(PASSAGE TO READ begins)

Why host your own LLM?

[+] waffletower|2 years ago|reply

I chose to self-host for a variety of reasons. One, I had been using gpt-3.5-turbo for a hobby project and had an abysmal accessibility experience -- I received repeated 429s with serial requests far more sparse than the limits, at most frequent, 10 times less often than the recommended threshold. When I adjusted further the 429s kept returning. It reached a point where even llama.cpp models (on 20 cores) were definitely more performant. I received absolutely no response from customer support despite being an actual paying customer. I imagine OpenAI affiliates here will downvote this, but I found OpenAI's API accessibility to be one of the most terrible I have ever used.

[+] phillipcarter|2 years ago|reply

FWIW, we've been live with GPT-3.5 turbo since May and it's improved a LOT.

Latency is down consistently across the board and we haven't seen a single "429 model overloaded" error in the past month: https://twitter.com/_cartermp/status/1686894576202907651/

[+] justanotherunit|2 years ago|reply

Where do you host your model? I am looking around on where I can deploy one without ruining me financially.

[+] visarga|2 years ago|reply

I have had similar issues with the Azure GPT-3.5, it would respond fast sometimes, and just hang for minutes other times, not even a 429. Just blocked randomly.

[+] pmontra|2 years ago|reply

How much are you spending to self host a LLM?

[+] rmason|2 years ago|reply

Just listened to Lex Fridman's three hour interview with George Hotz this weekend. He spoke about his new company, Tiny Corp.

Tiny Corp. will be producing the Tiny Box that lets you host your own LLM at home using TinyGrad software.

The tinybox

738 FP16 TFLOPS

144 GB GPU RAM

5.76 TB/s RAM bandwidth

30 GB/s model load bandwidth (big llama loads in around 4 seconds)

AMD EPYC CPU

1600W (one 120V outlet)

Runs 65B FP16 LLaMA out of the box (using tinygrad, subject to software development risks)

$15,000

Hardware startups are extremely difficult. But Hotz's other company Comma.ai is already profitable so it is possible. I find the guy extremely encouraging and he is always doing interesting stuff.

[+] LoganDark|2 years ago|reply

Is $15,000 really an "at home" sort of price?

(If money is no object, why not grab an oxide.computer rack? Assuming you have three-phase power, of course...)

[+] doctorpangloss|2 years ago|reply

George Hotz misread the NVIDIA Inception pricing as per unit instead of as a rebate, believing the GPUs are 80% cheaper than they actually are.

[+] lawn|2 years ago|reply

Why buy this instead of building your own setup with X 4090s?

[+] outside1234|2 years ago|reply

What podcast (or otherwise) was this?

Was it this one? https://www.youtube.com/watch?v=dNrTrx42DGQ

[+] psyclobe|2 years ago|reply

Think of it like an ac unit, they are expensive but indispensable. I have always envisioned locally trained ai and now it is happening!

[+] bananapub|2 years ago|reply

why are you valuing George Hotz (or Lex Fridman's) opinions in this at all?

[+] naillo|2 years ago|reply

Imagine how many 4090s you could buy and run in a cluster for $15,000 though

[+] garciasn|2 years ago|reply

We host our own LLM because:

1. We are not permitted, by rule, to send client data to unapproved third parties.

(PASSAGE TO READ ends)

▸ **PROMPT**
From the forum thread on hosting your own LLM, write out word for word the part that opens with the words "1600W (one 120V" and closes with "power, of course...)".

(COLLECTED MATERIAL begins)

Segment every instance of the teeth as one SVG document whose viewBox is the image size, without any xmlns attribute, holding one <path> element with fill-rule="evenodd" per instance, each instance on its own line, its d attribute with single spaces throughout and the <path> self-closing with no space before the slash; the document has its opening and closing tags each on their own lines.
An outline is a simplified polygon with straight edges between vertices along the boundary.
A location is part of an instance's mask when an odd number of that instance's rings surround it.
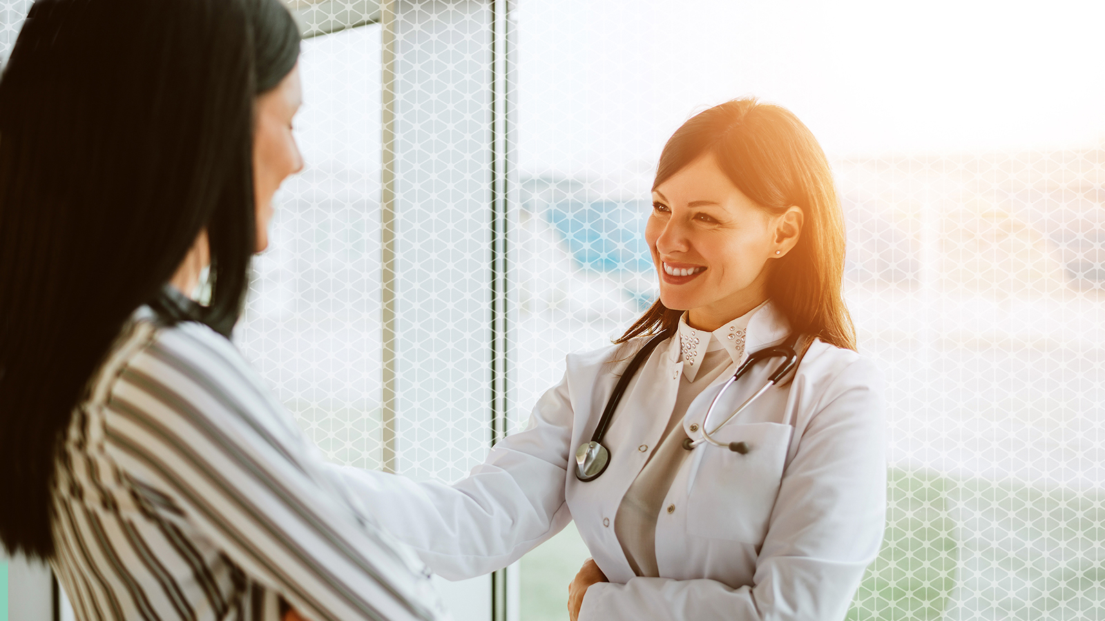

(COLLECTED MATERIAL ends)

▸ **TASK ANSWER**
1600W (one 120V outlet)

Runs 65B FP16 LLaMA out of the box (using tinygrad, subject to software development risks)

$15,000

Hardware startups are extremely difficult. But Hotz's other company Comma.ai is already profitable so it is possible. I find the guy extremely encouraging and he is always doing interesting stuff.

[+] LoganDark|2 years ago|reply

Is $15,000 really an "at home" sort of price?

(If money is no object, why not grab an oxide.computer rack? Assuming you have three-phase power, of course...)